*Task item A*.
From the forum thread on railroads, list each kind of route with the number of moves per Movement Point it gives.
*Task item B*.
Answer these questions from the forum thread on railroads:
(i) What do harbors give if they have a water connection to the capital?
(ii) How much production do all cities gain as soon as the railroad tech is acquired?
(iii) What obstacle in the direct path makes a worker build the road or railroad around it?
*Task item C*.
Pick up the forum thread on railroads after its last post and write the next reply.

*** Opening of Selected excerpt ***

Just to remind you guys,

Roads give 2 moves per Movement Point.
Engineering makes roads give 3 moves per Movement Point.
Railroads give 5 moves per Movement Point.

So it's not that SUPER-FAST as it used to be in CIV4.

Bottom line, if you don't need the production bonus, railroads are not so hot (except if you have a russian front :D)
 
If you've settled on the coast, skip railroads. Undocumented feature: harbors give the railroad bonus if they have a water connection to your capital (same criteria as getting a trade route from them). In my latest game I used roads to connect for trade routes initially but when railroads came along I build harbors everywhere instead of building any railroads.

Pretty much. It's pretty ridiculous actually, as soon as you get the tech, boom, instant 50% production in all your cities.
 
If you've settled on the coast, skip railroads. Undocumented feature: harbors give the railroad bonus if they have a water connection to your capital (same criteria as getting a trade route from them). In my latest game I used roads to connect for trade routes initially but when railroads came along I build harbors everywhere instead of building any railroads.

Sorry if this sounds stupid but does this mean, say, you have three cities in the same coast including your capital (so they can be connected via rr too). If you have harbours in all your cities, does this mean it's a waste to make railroads connecting them?
 
My only question here is: is replacing roads for railroads viable?

5 movement over 3 is pretty strong.
Does it retain the gold income roads connected gain?
Is the maintenance per square any worse, and is there any social policies/civ bonuses that combat this(RR maintenance in general)?
 
For even roads, I would also manually build them yourself. I was using the route-to mode just to connect my cities, and I noticed a few places where they placed more than was needed (i.e. did not take the most direct route).

As far as railroads, I have the tech in my current game, but I havent changed my roads over. Just trying to finish this game so I can play the next. :p


With workers and the "route-to-route" mode, I've noticed the same, they're not always building the shortest/direct route but I've also noted the reason, if the worker encounters an obstacle like another worker in a tile in the direct path, it'll build the road/railrod around the obstacle (even though it's a moveable obstacle...)
 
Sorry if this sounds stupid but does this mean, say, you have three cities in the same coast including your capital (so they can be connected via rr too). If you have harbours in all your cities, does this mean it's a waste to make railroads connecting them?

*** Close of Selected excerpt ***
*** Opening of Input data ***

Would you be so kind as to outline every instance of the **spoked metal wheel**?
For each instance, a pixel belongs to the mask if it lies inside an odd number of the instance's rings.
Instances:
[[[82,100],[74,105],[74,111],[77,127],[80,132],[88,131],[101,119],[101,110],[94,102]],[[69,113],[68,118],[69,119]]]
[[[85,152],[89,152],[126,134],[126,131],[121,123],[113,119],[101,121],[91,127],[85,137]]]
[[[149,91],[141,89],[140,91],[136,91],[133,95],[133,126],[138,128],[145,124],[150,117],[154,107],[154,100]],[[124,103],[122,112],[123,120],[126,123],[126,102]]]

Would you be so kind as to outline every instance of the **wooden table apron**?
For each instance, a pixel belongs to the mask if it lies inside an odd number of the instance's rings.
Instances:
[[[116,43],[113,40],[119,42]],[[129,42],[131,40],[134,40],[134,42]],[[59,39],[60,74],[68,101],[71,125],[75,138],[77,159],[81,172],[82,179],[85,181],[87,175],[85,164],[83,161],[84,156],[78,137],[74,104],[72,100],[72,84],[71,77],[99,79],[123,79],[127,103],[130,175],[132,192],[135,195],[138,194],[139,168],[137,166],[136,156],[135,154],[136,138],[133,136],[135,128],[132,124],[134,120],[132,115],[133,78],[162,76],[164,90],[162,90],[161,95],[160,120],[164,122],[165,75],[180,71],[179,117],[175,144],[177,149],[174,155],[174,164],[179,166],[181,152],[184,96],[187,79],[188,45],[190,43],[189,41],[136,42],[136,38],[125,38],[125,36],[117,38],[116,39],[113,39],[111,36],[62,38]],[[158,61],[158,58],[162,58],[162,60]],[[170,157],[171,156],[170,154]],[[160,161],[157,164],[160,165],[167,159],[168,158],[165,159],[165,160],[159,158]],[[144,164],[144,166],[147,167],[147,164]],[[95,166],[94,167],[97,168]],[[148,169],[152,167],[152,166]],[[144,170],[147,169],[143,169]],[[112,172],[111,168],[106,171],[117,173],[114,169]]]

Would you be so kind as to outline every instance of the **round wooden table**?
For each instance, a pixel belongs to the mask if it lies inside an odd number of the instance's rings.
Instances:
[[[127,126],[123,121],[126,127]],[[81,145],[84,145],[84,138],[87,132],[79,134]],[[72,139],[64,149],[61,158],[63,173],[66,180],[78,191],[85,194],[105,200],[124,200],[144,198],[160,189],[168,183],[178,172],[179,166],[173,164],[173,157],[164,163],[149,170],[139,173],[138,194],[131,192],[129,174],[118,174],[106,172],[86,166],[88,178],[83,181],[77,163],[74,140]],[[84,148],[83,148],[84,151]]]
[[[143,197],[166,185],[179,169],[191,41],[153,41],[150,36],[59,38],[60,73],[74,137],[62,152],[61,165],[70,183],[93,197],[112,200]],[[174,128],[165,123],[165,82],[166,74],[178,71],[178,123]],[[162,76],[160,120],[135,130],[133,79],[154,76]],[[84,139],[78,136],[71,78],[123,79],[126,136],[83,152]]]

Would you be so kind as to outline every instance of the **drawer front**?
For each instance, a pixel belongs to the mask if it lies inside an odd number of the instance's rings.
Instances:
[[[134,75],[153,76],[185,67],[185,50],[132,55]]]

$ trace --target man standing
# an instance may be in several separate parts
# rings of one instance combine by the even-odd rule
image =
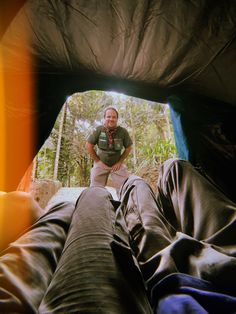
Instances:
[[[118,190],[129,176],[124,160],[131,151],[132,140],[128,131],[117,125],[118,116],[115,108],[106,108],[103,125],[98,126],[87,139],[86,149],[94,160],[90,186],[105,186],[111,174],[113,184]],[[97,151],[94,149],[95,145],[98,147]]]

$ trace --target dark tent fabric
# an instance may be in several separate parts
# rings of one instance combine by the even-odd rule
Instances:
[[[235,313],[236,204],[179,160],[120,196],[87,188],[1,252],[0,312]]]
[[[68,95],[91,89],[119,91],[169,102],[172,116],[179,117],[174,118],[175,129],[182,130],[180,137],[176,134],[180,156],[189,152],[184,157],[190,156],[235,199],[235,1],[29,0],[11,6],[1,1],[0,11],[1,51],[8,56],[4,73],[24,80],[28,57],[21,56],[22,45],[31,56],[36,104],[31,114],[37,133],[32,157]],[[20,62],[12,64],[12,58]],[[9,84],[6,114],[9,125],[20,125],[24,104],[16,103]],[[18,93],[17,86],[14,90]],[[8,139],[8,181],[13,174],[20,180],[27,167],[16,147],[21,138],[19,127]],[[14,189],[15,183],[6,188]]]

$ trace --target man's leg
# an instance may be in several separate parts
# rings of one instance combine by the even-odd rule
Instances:
[[[119,191],[120,187],[123,185],[125,180],[127,180],[129,175],[130,174],[125,165],[122,165],[118,171],[111,172],[112,182],[117,192]]]
[[[101,168],[96,163],[91,169],[90,186],[106,186],[110,170]]]
[[[81,193],[39,313],[152,313],[131,250],[114,236],[111,200],[104,187]]]
[[[74,208],[69,202],[53,206],[1,252],[0,313],[38,313],[64,248]]]

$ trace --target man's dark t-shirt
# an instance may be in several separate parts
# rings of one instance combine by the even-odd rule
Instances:
[[[112,144],[109,145],[108,135],[104,127],[98,126],[95,131],[88,137],[87,142],[97,145],[97,155],[100,160],[107,166],[113,166],[119,159],[123,148],[132,145],[132,140],[128,131],[118,126],[112,134]]]

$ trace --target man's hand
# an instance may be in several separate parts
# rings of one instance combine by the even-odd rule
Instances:
[[[117,161],[112,167],[111,167],[111,172],[115,172],[120,170],[122,166],[122,161]]]
[[[111,169],[106,164],[104,164],[101,160],[95,161],[95,164],[98,165],[100,168],[103,168],[103,169]]]

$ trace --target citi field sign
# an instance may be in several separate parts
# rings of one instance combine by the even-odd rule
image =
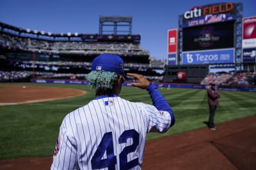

*** Close of Input data ***

*Exercise result A*.
Roads: 2 moves per Movement Point
Roads with Engineering: 3 moves per Movement Point
Railroads: 5 moves per Movement Point

*Exercise result B*.
(i) The railroad bonus.
(ii) 50%.
(iii) Another worker in a tile.

*Exercise result C*.
Exactly correct.
 
My only question here is: is replacing roads for railroads viable?

5 movement over 3 is pretty strong.
Does it retain the gold income roads connected gain?
Is the maintenance per square any worse, and is there any social policies/civ bonuses that combat this(RR maintenance in general)?

Trade route income from your Cities via road connections to your Capital remains when you overbuild your roads into railroads. Maintenance for railroads is twice that of roads. Roads cost 1 gold per hex per turn and railroads cost 2 gold per hex per turn. Under the Commerce Policy you can take Trade Unions which reduces the maintenance costs of roads and railroads by 20%.
 
With workers and the "route-to-route" mode, I've noticed the same, they're not always building the shortest/direct route but I've also noted the reason, if the worker encounters an obstacle like another worker in a tile in the direct path, it'll build the road/railrod around the obstacle (even though it's a moveable obstacle...)

I believe workers using route-to will build the same path that they would normally move - i.e. they will prioritise "what is the shortest path to move ME to that hex?" rather than "what is the best route for a road to that hex?".

I've certainly seen one route around a hill (which was the direct path, not to mention strategically better), presumably because it could move onto the grassland next door and still initiate construction that turn.

Basically, don't trust workers to not be stupid, as always :) Micro them yourself.
 
The harbor thing is in my opinion more of a bug than a feature. It's just ridiculous to give you a bonus for connecting your cities by railroad to your capital and all you ever need is to connect inland cities.